» TASK INSTRUCTIONS:
Duplicate the text on walnut blight research from "Summary of results" up to and including "on the pathogen.".

» TEXT SECTION:
In the very early 2000’s the Walnut Industry Group was part of a very substantial blight research project.
It was conducted in both New Zealand and Australia and the annual budget was aprox. $150,000 per year for three years. A full description of the project is available in the Growers Manual, Section 5, Chapter 1.2.
Summary of results and recommendations as they were in 2005. Copied from the manual.
So far we have completed three seasons of experimental work and produced these observations.
Mankocide provides better control than Kocide and Kocide is better than all the other alternatives and better than nothing. The experimental results have clearly shown that Mankocide is most effective both on a total control perspective and control per kg of copper applied basis. Mankocide is a combination of Kocide and Mancozeb. We have tried Mancozeb alone but it does not give good control. We suspect that the copper and dithiocarbamate act together to provide the improvement through a ‘multi-pronged’ attack on the pathogen.
Timing of the first copper spray in spring is critical. Spray at bud burst. The blight bacteria over-winter primarily inside the buds and catkins, and it is from there that they invade new growing stems, leaves, pistillate flowers and pollen in the spring. It is therefore important to kill off as many of the over wintering bacteria as possible before warm, damp spring conditions allow a population explosion. However, copper spray cannot penetrate closed buds, so wait until a good proportion of the buds begin to open. See From Bud to Leaf in the coloured pages for the stage at which the copper can penetrate the bud in spring – just as the outside bracts begin to pull back. This stage occurs around mid to late September in Canterbury. It is worth keeping a close eye on your trees from the beginning of September onward, to ensure you get the timing right for the first spray.
A second (and even third) early season spray may be a good policy. Current thinking is that the early stages of growth, from bud burst through until when leaflets start to form on (say) 100mm long shoots, provide a good opportunity to reduce bacteria numbers to very low levels and reduce the disease pressure later in the spring. If the bud-burst spray has been highly effective then spraying at this time is not necessary, but since buds burst at different times, the follow-up spray may be beneficial. It is much easier to achieve full coverage of new season’s growth early in spring than once the canopy is fully formed.

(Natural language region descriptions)
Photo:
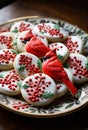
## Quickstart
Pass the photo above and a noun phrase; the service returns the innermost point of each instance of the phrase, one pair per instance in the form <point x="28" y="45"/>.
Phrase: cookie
<point x="10" y="82"/>
<point x="38" y="90"/>
<point x="7" y="57"/>
<point x="37" y="46"/>
<point x="26" y="64"/>
<point x="23" y="38"/>
<point x="74" y="44"/>
<point x="61" y="87"/>
<point x="78" y="65"/>
<point x="21" y="26"/>
<point x="61" y="50"/>
<point x="6" y="40"/>
<point x="51" y="31"/>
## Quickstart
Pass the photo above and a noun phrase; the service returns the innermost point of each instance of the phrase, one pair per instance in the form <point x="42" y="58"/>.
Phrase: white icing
<point x="61" y="49"/>
<point x="6" y="34"/>
<point x="83" y="63"/>
<point x="6" y="89"/>
<point x="17" y="25"/>
<point x="77" y="39"/>
<point x="43" y="39"/>
<point x="36" y="30"/>
<point x="24" y="73"/>
<point x="20" y="44"/>
<point x="63" y="88"/>
<point x="50" y="89"/>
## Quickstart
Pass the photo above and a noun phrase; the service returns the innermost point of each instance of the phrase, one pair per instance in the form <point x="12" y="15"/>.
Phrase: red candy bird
<point x="53" y="67"/>
<point x="36" y="47"/>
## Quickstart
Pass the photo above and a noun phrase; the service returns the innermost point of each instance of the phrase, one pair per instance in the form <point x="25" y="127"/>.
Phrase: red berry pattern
<point x="10" y="80"/>
<point x="72" y="46"/>
<point x="48" y="29"/>
<point x="36" y="87"/>
<point x="80" y="70"/>
<point x="6" y="40"/>
<point x="20" y="105"/>
<point x="29" y="66"/>
<point x="23" y="27"/>
<point x="7" y="56"/>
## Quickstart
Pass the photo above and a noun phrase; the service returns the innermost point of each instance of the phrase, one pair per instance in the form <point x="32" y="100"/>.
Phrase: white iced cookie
<point x="21" y="26"/>
<point x="61" y="87"/>
<point x="22" y="39"/>
<point x="43" y="40"/>
<point x="6" y="40"/>
<point x="7" y="57"/>
<point x="26" y="64"/>
<point x="61" y="50"/>
<point x="51" y="31"/>
<point x="39" y="89"/>
<point x="78" y="65"/>
<point x="10" y="83"/>
<point x="74" y="44"/>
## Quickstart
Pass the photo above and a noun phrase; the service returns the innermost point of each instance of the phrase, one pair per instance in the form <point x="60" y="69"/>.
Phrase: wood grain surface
<point x="75" y="12"/>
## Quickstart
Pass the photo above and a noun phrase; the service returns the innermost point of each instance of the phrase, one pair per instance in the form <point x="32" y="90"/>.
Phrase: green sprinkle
<point x="42" y="32"/>
<point x="46" y="95"/>
<point x="14" y="51"/>
<point x="56" y="27"/>
<point x="21" y="68"/>
<point x="60" y="57"/>
<point x="15" y="31"/>
<point x="66" y="65"/>
<point x="25" y="86"/>
<point x="86" y="65"/>
<point x="14" y="43"/>
<point x="19" y="84"/>
<point x="39" y="64"/>
<point x="1" y="76"/>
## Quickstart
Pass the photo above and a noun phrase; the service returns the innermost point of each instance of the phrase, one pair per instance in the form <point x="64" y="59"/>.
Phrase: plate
<point x="62" y="106"/>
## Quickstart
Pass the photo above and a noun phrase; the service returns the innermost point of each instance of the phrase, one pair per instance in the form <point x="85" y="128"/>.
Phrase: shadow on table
<point x="5" y="2"/>
<point x="75" y="121"/>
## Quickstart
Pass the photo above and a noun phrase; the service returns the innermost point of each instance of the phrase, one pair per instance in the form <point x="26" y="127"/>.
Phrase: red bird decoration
<point x="53" y="67"/>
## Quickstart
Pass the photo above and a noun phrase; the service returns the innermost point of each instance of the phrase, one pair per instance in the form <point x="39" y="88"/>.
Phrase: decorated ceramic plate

» RESULT OF THE EXERCISE:
Summary of results and recommendations as they were in 2005. Copied from the manual.
So far we have completed three seasons of experimental work and produced these observations.
Mankocide provides better control than Kocide and Kocide is better than all the other alternatives and better than nothing. The experimental results have clearly shown that Mankocide is most effective both on a total control perspective and control per kg of copper applied basis. Mankocide is a combination of Kocide and Mancozeb. We have tried Mancozeb alone but it does not give good control. We suspect that the copper and dithiocarbamate act together to provide the improvement through a ‘multi-pronged’ attack on the pathogen.